Selected extract ::
+++

In this section, we describe the scheduling algorithm used in CORDS. When the scheduling algorithm is invoked, CORDS has already determined PE allocations, communication link allocations, task assignments, and communication link connectivities. Thus, it is only necessary to determine the time at which each task is executed, the communication resource to which each communication event occurs. This problem is NP-complete for distributed systems [9], and is further complicated by consideration of reconfiguration, i.e., on FPGAs, the amount of time a task requires depends on the previous and next task in the FPGA's schedule. We, therefore, resort to a heuristic scheduling algorithm. CORDS uses a preemptive static critical path scheduling algorithm with dynamic task reordering based on FPGA reconfiguration time. Reordering is dynamic but the resulting schedule is static, i.e., the time at which each event is carried out is computed by



Figure 2: Period less than deadline

CORDS to determine whether or not hard deadlines are met by the schedule. Such guarantees are not possible, in general, when priorities are allowed to vary during the operation of the synthesized architecture.

CORDS targets multi-rate embedded systems. Such systems consist of multiple periodic task graphs which may have different periods. The *hyperperiod* of a system is the least common multiple of the periods of the task graphs in the system. A multi-rate schedule is valid if and only if all deadlines are met and each task graph is repeatedly executed until the hyperperiod has elapsed [10]. CORDS ensures validity of schedules by scheduling copies of task graphs until the hyperperiod has been reached. It is, therefore, possible to have multiple task copies in the schedule for a single task specified in the input task graphs.

+++

Source information ::
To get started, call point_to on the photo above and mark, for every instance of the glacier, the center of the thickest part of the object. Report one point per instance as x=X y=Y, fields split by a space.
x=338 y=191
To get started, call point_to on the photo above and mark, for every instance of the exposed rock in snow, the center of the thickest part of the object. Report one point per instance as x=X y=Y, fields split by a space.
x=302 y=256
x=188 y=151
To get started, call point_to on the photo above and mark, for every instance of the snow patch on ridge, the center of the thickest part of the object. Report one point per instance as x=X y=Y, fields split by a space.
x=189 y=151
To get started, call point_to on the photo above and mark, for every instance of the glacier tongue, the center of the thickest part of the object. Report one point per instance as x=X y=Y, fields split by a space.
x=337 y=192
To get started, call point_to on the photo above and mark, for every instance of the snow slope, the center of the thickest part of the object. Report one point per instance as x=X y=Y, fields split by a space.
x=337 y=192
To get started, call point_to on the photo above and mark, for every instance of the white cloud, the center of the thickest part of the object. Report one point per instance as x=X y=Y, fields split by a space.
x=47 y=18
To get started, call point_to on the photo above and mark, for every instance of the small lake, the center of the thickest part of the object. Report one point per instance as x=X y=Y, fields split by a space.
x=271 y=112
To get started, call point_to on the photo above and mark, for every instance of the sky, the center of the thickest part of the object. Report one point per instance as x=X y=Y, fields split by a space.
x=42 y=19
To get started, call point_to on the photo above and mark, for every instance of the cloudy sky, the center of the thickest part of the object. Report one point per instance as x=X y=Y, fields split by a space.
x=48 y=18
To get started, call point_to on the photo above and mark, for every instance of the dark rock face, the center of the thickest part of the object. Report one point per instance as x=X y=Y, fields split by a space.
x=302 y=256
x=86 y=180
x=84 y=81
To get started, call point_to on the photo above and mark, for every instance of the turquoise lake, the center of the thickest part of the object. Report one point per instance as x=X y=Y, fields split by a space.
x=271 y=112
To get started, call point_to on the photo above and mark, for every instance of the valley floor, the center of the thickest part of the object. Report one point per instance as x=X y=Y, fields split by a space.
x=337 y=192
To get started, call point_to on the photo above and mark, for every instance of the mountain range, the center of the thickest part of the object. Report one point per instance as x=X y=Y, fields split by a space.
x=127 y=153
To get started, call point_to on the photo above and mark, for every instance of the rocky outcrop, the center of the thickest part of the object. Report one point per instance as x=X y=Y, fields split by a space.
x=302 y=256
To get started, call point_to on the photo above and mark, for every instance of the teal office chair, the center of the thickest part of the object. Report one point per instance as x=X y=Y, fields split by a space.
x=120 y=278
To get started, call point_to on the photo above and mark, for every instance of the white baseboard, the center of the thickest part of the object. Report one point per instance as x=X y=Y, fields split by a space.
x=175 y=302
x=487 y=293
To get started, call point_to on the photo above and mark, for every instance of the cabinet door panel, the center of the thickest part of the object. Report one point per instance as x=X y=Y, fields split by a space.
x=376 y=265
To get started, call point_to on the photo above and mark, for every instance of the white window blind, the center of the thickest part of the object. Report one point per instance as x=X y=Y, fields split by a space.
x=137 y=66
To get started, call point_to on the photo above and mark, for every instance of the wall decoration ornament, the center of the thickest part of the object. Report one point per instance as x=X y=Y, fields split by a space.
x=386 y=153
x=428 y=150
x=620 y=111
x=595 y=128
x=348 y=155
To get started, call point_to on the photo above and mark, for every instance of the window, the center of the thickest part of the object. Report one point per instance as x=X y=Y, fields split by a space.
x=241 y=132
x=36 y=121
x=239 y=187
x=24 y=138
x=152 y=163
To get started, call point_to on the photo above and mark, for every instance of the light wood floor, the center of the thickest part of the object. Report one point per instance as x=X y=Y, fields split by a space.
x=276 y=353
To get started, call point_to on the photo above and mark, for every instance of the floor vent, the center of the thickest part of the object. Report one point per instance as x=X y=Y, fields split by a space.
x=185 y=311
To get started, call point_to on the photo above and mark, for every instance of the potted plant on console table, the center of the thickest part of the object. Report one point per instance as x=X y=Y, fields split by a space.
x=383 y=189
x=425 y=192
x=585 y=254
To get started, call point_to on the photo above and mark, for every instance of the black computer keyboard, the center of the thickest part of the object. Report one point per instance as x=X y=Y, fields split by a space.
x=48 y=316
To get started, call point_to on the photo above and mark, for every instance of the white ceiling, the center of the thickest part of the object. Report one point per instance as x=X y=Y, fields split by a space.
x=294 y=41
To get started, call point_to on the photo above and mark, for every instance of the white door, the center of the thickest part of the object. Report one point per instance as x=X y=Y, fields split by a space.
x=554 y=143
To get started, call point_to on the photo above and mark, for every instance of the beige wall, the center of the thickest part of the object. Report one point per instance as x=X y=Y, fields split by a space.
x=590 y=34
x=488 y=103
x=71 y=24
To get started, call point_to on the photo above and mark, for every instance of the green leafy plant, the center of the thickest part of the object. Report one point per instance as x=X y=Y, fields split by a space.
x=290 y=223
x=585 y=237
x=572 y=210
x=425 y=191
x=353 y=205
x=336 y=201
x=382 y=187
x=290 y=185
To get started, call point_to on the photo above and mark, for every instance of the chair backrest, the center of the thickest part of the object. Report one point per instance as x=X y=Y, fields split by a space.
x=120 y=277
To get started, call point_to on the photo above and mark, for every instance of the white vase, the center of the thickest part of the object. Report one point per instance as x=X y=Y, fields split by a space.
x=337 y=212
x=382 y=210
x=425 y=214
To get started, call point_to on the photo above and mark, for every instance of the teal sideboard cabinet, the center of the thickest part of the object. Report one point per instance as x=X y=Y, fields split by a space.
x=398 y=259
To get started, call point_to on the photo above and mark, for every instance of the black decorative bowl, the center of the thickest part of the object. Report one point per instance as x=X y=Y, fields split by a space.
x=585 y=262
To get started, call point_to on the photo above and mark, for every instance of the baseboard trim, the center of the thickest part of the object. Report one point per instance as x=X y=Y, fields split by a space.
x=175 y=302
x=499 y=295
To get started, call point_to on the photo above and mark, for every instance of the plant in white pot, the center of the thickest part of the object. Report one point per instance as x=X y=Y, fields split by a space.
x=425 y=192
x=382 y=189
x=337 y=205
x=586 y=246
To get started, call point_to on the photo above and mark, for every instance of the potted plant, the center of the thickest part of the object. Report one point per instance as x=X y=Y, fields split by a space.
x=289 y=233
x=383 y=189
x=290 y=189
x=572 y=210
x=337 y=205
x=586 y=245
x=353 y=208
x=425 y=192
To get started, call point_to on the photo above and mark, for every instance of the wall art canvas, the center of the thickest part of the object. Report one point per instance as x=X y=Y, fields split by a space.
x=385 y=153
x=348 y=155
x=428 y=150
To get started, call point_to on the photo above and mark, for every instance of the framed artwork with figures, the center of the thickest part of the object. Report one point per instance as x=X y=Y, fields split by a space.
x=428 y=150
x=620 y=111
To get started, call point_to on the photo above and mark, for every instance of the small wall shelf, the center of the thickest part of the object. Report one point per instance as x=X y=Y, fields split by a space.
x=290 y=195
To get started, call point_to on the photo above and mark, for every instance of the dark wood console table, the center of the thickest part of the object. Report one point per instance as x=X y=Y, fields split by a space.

+++

Task :: Extract from the passage on CORDS scheduling the portion that begins at the words "CORDS targets multi-rate" and stops after the words "input task graphs.". The material has no connection to the passage on CORDS scheduling.

Answer box ::
CORDS targets multi-rate embedded systems. Such systems consist of multiple periodic task graphs which may have different periods. The *hyperperiod* of a system is the least common multiple of the periods of the task graphs in the system. A multi-rate schedule is valid if and only if all deadlines are met and each task graph is repeatedly executed until the hyperperiod has elapsed [10]. CORDS ensures validity of schedules by scheduling copies of task graphs until the hyperperiod has been reached. It is, therefore, possible to have multiple task copies in the schedule for a single task specified in the input task graphs.